Directions:
Give the following records again in full and without alteration.

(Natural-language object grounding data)
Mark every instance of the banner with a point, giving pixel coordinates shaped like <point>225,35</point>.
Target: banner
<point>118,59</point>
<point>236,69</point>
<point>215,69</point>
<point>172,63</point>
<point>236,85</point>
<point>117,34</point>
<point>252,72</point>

Solution below:
Mark every instance of the banner with a point, giving pixel coordinates shaped like <point>225,35</point>.
Target: banner
<point>118,59</point>
<point>236,69</point>
<point>215,69</point>
<point>172,63</point>
<point>236,85</point>
<point>117,34</point>
<point>252,72</point>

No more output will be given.